▸ Goal of the exercise
Reproduce everything from the line containing "Return one point per instance of the man in black" down through the last of the lines below, keeping the requests, and add -124 to every x and y coordinate in the answer points.

▸ Position annotation records
· · · · ·
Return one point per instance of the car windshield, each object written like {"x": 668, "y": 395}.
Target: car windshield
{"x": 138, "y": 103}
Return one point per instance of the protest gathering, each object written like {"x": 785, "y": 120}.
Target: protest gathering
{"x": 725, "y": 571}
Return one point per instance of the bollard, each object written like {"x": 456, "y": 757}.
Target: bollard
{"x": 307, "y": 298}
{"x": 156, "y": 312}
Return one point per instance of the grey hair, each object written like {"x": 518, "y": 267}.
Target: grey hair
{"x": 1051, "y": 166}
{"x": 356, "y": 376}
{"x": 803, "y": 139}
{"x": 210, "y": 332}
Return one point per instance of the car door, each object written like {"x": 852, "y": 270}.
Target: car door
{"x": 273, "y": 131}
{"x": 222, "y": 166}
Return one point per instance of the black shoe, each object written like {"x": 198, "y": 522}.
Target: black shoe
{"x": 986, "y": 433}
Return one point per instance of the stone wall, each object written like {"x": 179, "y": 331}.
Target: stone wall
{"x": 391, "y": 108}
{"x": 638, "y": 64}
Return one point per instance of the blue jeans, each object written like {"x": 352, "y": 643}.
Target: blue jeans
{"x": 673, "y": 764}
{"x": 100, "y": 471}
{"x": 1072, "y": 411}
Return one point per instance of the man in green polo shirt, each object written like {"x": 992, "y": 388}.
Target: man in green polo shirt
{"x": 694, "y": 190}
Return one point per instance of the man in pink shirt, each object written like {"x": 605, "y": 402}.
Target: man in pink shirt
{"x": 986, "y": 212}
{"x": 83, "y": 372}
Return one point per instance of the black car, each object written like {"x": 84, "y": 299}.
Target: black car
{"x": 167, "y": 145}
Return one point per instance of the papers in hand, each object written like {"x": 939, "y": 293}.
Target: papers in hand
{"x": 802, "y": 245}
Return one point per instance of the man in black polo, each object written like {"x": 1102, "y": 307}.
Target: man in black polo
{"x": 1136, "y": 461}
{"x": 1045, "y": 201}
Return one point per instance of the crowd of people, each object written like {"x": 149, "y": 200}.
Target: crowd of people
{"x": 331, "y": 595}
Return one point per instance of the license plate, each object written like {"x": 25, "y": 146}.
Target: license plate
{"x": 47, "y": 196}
· · · · ·
▸ Worked solution
Return one point per instance of the man in black polo, each object written like {"x": 1102, "y": 307}.
Target: man in black polo
{"x": 1012, "y": 337}
{"x": 921, "y": 77}
Return one point per instance of the crowd of people, each object written like {"x": 149, "y": 200}.
Target: crowd of people
{"x": 207, "y": 471}
Return one point per instance of the license plate, each object written like {"x": 25, "y": 146}.
Target: license plate
{"x": -77, "y": 72}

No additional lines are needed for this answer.